# PROBLEM TO SOLVE
Find the line with "Target: white house wall" and the line with "Locate the church door, then" in the entries below; output exactly those two lines, every line between them, and no others.

# INPUT
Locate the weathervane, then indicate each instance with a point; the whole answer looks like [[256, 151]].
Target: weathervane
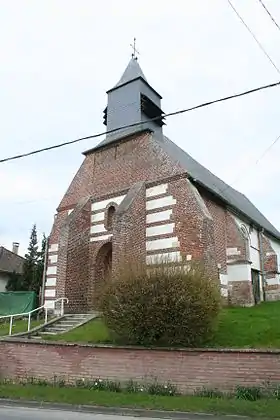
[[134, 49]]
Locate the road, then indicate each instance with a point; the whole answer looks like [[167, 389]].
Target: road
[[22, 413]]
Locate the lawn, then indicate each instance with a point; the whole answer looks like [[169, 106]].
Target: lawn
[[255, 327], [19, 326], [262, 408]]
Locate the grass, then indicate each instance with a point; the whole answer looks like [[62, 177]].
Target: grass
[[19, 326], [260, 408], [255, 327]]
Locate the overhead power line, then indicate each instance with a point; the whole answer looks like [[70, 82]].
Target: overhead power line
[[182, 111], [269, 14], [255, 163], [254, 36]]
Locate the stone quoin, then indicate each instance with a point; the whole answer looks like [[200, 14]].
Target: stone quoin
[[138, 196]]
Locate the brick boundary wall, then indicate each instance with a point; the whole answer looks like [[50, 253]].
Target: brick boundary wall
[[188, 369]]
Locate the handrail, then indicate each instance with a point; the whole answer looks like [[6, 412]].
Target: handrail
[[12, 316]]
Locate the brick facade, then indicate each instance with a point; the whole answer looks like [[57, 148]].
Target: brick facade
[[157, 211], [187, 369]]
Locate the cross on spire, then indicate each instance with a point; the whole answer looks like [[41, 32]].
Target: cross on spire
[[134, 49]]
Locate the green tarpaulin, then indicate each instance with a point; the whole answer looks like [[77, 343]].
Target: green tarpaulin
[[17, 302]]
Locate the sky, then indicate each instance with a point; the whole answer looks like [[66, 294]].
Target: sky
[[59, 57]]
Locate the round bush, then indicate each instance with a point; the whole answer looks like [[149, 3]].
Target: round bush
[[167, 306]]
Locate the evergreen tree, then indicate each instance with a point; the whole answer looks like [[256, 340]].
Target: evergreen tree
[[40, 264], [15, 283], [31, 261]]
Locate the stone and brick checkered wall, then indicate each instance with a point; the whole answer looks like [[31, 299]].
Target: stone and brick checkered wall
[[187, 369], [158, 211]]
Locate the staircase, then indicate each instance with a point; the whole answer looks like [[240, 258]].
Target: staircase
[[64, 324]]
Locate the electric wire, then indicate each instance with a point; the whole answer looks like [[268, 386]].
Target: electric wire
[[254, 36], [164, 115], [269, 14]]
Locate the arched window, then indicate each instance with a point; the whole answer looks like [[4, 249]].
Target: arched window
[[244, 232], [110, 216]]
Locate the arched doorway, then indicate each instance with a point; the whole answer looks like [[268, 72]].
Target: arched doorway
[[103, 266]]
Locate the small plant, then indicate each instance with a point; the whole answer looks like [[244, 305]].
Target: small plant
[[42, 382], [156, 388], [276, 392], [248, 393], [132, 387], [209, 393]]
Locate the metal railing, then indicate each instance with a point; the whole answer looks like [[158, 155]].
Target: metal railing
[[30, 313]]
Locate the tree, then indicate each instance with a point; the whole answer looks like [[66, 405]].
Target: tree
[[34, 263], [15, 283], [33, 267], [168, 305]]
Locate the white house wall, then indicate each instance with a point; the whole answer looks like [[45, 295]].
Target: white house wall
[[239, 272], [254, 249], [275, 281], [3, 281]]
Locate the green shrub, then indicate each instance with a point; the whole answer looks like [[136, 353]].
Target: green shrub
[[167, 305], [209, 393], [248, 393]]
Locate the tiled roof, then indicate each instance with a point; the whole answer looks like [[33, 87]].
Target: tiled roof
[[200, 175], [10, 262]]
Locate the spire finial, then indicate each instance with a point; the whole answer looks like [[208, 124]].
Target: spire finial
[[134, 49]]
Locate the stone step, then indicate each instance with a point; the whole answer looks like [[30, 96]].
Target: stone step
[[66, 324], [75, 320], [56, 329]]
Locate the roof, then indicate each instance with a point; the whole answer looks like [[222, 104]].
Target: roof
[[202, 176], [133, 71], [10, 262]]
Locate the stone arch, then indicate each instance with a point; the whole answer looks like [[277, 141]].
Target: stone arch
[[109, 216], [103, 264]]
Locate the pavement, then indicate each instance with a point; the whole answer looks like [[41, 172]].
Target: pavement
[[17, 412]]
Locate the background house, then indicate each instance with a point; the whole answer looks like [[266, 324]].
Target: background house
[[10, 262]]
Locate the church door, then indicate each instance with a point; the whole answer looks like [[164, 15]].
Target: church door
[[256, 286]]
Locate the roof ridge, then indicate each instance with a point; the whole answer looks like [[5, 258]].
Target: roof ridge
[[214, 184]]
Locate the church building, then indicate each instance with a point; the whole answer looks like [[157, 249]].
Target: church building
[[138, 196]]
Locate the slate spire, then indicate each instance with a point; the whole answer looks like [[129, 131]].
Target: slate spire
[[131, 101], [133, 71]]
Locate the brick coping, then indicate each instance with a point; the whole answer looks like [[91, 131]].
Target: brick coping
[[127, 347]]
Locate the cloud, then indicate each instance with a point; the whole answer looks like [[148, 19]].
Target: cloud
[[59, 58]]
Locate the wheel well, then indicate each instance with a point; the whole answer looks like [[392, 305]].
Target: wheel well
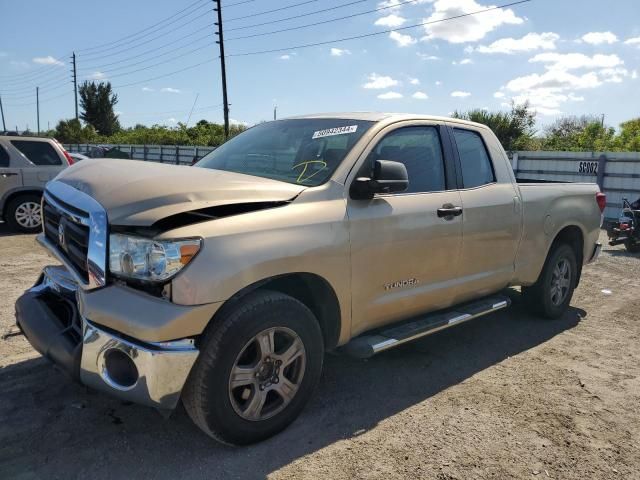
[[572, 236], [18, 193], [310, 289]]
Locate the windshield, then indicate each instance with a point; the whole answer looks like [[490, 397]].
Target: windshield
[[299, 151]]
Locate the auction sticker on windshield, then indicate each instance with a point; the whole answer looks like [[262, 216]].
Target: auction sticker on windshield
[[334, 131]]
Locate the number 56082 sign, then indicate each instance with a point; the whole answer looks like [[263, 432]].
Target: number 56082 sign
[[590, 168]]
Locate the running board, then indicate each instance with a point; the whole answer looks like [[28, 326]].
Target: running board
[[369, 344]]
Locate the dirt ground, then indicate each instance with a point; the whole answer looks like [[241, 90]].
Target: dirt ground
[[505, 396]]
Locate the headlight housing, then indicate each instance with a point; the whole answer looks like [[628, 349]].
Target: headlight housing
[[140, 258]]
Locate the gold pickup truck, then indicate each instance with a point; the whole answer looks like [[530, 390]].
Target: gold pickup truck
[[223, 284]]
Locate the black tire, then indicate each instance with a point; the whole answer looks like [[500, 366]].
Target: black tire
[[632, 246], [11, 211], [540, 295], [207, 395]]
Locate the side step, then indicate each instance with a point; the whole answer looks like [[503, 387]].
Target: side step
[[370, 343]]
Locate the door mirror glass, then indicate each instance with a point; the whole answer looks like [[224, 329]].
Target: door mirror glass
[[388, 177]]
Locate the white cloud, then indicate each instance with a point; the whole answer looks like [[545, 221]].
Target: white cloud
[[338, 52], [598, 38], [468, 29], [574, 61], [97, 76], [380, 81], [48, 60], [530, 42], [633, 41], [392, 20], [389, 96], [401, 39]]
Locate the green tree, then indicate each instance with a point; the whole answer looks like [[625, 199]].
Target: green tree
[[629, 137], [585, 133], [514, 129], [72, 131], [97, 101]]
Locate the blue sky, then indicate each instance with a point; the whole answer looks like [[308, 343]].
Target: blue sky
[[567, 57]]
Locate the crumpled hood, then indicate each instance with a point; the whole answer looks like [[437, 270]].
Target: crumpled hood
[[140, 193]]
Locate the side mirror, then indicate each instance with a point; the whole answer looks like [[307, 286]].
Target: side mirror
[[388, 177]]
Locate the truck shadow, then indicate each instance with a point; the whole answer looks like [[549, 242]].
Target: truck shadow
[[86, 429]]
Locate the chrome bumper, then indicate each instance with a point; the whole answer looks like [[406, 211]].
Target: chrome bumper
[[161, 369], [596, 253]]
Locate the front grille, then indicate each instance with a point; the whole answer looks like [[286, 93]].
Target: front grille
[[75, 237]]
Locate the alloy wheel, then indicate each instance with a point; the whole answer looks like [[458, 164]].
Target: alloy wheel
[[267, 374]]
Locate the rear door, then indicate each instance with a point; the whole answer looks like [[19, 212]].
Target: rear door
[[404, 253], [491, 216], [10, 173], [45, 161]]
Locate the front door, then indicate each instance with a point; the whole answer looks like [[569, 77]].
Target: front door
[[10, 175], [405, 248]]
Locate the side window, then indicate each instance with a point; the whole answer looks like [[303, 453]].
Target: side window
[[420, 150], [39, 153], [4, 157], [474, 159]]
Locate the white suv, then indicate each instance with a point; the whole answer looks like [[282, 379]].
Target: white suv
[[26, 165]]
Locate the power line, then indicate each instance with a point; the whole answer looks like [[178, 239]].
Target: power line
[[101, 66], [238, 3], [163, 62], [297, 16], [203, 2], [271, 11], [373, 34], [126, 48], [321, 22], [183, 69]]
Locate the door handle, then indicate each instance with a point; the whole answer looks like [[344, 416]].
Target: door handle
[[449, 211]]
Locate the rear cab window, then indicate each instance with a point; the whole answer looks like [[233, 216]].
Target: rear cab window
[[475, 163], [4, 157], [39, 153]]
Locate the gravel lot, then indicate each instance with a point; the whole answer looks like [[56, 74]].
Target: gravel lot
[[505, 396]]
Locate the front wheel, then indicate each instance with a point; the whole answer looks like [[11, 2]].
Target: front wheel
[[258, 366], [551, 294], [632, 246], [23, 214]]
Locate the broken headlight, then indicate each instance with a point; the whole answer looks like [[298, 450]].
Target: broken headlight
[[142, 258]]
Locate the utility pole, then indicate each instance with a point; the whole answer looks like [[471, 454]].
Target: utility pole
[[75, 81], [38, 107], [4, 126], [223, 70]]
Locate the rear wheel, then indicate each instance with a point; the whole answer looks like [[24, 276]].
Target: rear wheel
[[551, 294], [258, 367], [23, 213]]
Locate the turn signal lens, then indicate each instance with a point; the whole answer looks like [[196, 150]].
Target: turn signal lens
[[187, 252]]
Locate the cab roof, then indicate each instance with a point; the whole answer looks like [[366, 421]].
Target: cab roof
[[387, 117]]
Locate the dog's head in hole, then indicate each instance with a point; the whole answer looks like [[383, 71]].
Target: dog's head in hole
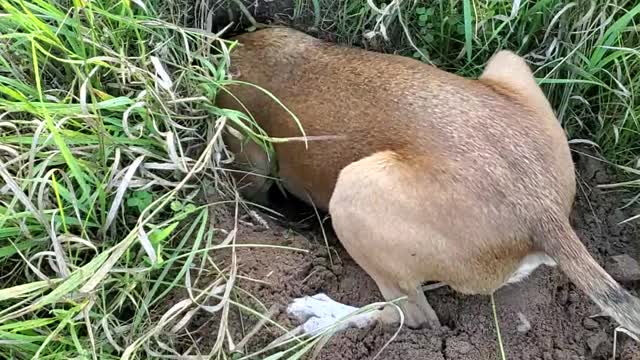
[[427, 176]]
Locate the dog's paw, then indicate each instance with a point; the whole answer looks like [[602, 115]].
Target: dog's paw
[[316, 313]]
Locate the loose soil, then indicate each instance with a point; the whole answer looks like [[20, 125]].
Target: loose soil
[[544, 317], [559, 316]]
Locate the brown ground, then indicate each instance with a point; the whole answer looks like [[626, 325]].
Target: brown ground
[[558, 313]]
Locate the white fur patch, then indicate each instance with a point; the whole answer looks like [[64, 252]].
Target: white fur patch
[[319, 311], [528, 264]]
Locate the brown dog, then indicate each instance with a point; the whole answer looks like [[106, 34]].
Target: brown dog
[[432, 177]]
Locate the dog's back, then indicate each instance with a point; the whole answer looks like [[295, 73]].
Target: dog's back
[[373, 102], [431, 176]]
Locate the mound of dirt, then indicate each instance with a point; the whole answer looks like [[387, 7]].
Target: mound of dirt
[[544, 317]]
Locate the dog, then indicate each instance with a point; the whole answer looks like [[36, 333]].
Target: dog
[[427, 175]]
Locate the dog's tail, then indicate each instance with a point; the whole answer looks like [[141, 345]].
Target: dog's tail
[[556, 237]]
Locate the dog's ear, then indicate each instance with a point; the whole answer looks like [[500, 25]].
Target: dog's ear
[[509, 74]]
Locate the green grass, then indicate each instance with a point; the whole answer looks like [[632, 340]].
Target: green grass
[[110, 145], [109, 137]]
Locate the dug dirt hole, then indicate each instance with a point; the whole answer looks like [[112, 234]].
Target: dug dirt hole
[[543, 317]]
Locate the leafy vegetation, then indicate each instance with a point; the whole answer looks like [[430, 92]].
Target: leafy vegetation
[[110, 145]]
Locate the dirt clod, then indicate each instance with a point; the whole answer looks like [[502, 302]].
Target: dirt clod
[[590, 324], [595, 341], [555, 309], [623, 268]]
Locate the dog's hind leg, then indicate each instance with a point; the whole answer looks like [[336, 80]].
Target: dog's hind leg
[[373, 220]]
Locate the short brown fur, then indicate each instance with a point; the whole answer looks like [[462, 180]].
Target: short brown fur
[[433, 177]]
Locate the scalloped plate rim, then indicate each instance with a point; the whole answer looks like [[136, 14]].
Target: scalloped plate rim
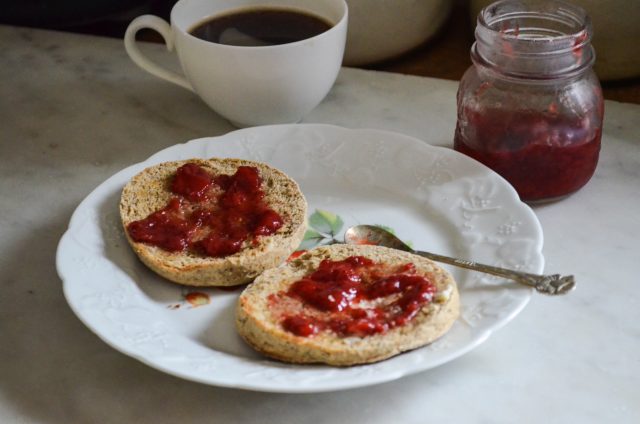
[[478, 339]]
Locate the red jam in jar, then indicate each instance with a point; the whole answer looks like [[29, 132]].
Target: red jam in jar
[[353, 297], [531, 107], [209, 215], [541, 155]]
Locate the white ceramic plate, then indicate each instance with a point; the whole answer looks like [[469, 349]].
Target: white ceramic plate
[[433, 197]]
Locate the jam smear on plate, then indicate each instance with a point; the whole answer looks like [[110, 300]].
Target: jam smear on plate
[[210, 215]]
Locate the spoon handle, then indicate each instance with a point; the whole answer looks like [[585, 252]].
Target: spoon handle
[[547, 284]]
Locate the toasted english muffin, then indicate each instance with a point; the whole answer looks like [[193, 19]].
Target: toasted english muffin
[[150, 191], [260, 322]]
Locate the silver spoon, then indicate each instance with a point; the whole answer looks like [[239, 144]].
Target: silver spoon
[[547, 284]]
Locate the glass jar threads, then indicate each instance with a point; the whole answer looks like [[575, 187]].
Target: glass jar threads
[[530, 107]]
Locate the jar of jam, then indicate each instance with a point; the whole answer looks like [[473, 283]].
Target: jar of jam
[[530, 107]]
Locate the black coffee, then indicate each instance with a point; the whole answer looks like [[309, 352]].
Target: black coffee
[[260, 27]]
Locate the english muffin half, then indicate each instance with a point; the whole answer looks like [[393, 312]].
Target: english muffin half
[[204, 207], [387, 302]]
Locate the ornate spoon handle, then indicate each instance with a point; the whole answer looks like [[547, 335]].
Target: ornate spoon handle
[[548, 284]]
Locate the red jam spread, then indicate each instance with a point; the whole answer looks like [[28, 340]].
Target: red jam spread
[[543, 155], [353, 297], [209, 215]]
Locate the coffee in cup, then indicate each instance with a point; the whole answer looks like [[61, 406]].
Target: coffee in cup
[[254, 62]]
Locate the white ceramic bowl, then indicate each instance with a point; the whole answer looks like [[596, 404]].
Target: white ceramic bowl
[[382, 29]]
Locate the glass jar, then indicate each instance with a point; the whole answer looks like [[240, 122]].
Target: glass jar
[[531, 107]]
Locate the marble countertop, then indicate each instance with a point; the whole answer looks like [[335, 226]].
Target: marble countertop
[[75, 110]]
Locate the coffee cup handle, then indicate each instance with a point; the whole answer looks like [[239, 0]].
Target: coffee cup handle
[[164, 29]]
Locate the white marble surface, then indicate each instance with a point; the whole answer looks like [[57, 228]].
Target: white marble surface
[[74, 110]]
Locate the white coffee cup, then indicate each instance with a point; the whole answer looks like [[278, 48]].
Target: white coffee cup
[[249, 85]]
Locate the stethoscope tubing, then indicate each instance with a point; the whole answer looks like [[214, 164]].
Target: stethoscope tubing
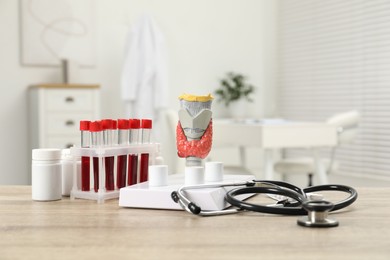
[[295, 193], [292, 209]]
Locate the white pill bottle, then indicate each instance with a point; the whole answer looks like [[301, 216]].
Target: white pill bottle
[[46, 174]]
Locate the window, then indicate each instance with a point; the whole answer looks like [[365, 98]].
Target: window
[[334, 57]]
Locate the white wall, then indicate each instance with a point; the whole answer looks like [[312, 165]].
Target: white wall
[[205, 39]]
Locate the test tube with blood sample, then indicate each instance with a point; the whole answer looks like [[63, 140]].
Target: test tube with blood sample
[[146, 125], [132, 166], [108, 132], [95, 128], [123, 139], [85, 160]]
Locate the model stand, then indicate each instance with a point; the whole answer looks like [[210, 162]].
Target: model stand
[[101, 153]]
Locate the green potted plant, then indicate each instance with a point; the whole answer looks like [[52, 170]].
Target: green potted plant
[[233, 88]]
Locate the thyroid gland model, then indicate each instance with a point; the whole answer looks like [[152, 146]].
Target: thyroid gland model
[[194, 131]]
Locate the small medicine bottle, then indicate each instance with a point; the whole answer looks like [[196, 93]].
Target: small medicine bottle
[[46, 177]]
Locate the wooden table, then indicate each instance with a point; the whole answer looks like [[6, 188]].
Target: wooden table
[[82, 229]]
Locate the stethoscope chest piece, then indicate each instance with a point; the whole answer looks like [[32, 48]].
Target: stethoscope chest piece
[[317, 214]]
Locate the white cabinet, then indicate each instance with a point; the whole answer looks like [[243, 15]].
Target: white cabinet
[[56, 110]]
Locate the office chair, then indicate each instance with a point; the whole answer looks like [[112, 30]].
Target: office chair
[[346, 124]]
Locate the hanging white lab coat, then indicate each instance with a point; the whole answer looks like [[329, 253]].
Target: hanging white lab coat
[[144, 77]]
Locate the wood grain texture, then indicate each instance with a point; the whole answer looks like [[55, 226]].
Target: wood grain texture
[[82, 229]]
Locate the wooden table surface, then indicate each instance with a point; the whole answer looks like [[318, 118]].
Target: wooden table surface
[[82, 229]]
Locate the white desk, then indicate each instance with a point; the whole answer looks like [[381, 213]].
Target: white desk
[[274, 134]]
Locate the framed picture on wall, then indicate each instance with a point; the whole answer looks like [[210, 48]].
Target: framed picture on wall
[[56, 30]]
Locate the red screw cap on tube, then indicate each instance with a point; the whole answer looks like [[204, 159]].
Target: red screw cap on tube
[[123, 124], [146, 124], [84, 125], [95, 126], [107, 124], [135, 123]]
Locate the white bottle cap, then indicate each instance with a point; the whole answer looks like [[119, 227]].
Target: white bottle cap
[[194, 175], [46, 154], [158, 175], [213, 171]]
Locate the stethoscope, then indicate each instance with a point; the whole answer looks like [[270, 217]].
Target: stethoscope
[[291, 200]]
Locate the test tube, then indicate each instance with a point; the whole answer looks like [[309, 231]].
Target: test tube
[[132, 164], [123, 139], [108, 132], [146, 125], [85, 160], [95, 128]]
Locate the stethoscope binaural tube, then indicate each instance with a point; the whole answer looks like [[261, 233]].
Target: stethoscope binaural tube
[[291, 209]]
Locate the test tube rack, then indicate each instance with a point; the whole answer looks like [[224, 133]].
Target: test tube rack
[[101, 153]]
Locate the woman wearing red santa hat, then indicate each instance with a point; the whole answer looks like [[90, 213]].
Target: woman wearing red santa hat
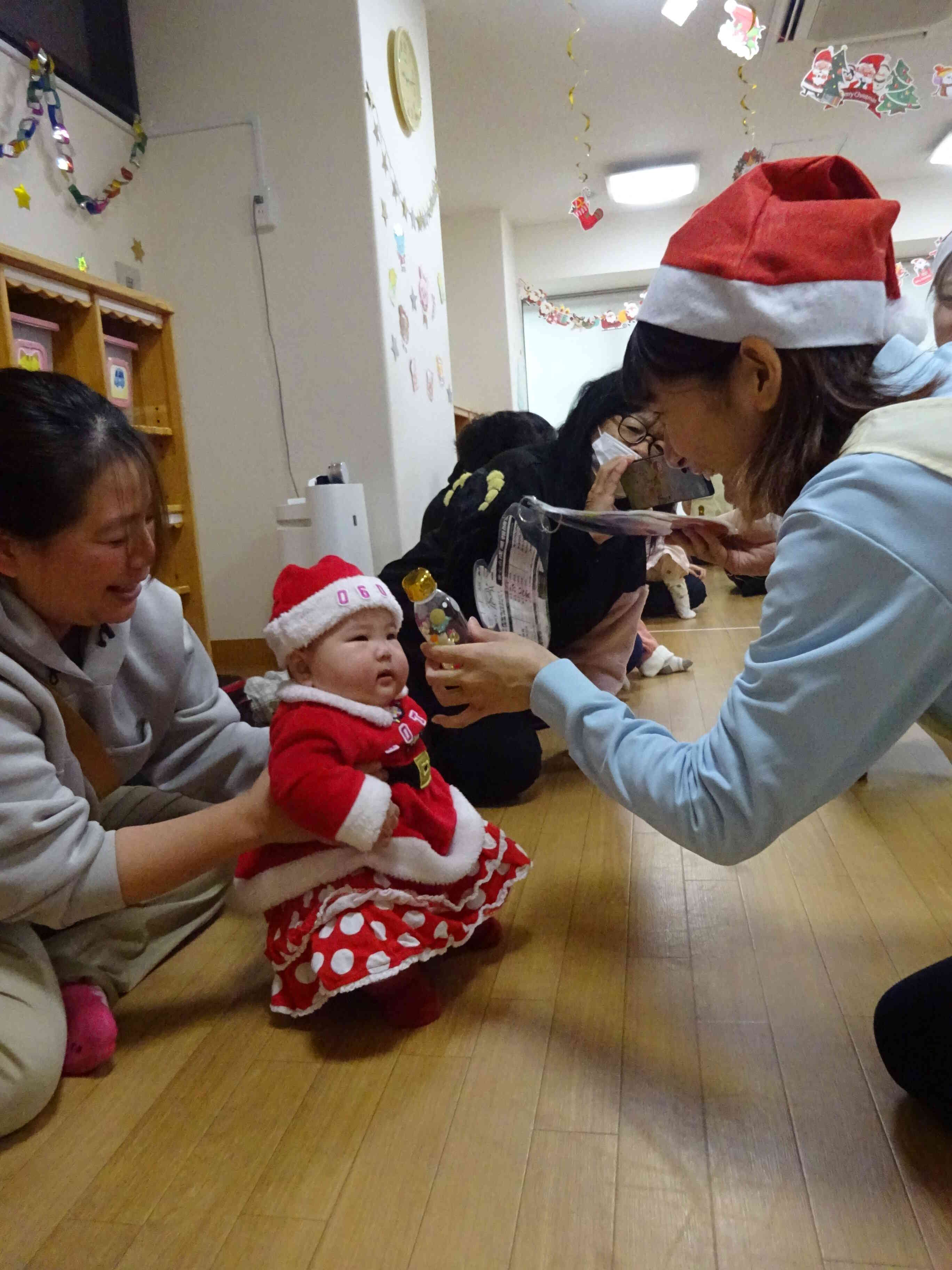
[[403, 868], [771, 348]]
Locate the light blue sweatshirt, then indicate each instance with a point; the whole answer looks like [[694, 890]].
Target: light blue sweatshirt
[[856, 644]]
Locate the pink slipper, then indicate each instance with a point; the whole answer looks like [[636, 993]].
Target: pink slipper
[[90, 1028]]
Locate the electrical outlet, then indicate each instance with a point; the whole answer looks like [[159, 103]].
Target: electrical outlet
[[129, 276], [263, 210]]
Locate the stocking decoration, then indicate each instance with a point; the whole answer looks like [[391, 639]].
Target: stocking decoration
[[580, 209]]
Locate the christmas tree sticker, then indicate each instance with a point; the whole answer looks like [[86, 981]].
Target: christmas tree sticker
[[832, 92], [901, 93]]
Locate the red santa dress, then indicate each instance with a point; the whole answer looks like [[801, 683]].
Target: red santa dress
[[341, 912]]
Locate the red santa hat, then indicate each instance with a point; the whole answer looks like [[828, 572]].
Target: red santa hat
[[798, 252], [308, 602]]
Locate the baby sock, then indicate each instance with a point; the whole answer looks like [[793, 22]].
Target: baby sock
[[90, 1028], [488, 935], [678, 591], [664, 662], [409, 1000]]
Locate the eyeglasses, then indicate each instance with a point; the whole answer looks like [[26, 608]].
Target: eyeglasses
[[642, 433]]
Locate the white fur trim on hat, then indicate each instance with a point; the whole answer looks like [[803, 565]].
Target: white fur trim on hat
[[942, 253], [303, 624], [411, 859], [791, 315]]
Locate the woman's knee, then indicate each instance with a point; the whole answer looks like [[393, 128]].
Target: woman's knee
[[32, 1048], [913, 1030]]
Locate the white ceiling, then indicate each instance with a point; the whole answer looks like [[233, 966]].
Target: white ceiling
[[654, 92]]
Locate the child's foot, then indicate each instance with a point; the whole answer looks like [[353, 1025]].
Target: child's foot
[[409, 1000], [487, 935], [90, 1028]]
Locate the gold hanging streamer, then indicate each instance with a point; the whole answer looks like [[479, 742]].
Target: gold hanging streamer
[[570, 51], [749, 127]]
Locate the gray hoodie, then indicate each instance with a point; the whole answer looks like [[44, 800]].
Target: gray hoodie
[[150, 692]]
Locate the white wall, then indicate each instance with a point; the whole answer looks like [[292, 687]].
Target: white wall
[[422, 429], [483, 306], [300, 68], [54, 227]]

# EXERCISE OUTPUT
Target: white house wall
[[239, 272], [254, 249], [275, 281], [3, 281]]
Locate the green shrub, then indicate each instance with a point; the whole answer looks like [[136, 353]].
Target: green shrub
[[167, 305], [209, 393], [248, 393]]
Locate the tiled roof, then indicate each instance with a point; the whole answer looks like [[33, 87]].
Target: tiled roof
[[200, 175], [10, 262]]
Locate the spire finial, then indicate each instance with a point; the whole answer looks like [[208, 124]].
Target: spire finial
[[134, 49]]
Locate the stone step, then indicate each instance with a point; the whole answer looks like [[30, 96]].
Target: stone step
[[66, 324], [75, 320], [56, 329]]
Locate the roof, then indicate each instance with a point; the whole answer looks like [[222, 104]].
Target: roof
[[202, 176], [133, 71], [10, 262]]
Locate the stone arch, then indicate each instance with a point; the whole answer looks like [[277, 141]].
Target: stone arch
[[109, 216], [103, 264]]
Locate the pavement, then indicate each instance with a point; the whole answer looks like [[41, 172]].
Target: pavement
[[17, 412]]
Locate the background house, then indicate each instance with a point; the whole answer looks like [[266, 324]].
Target: background house
[[10, 262]]
Locate the church door, then indicate each instance with a point; the whole answer looks like [[164, 15]].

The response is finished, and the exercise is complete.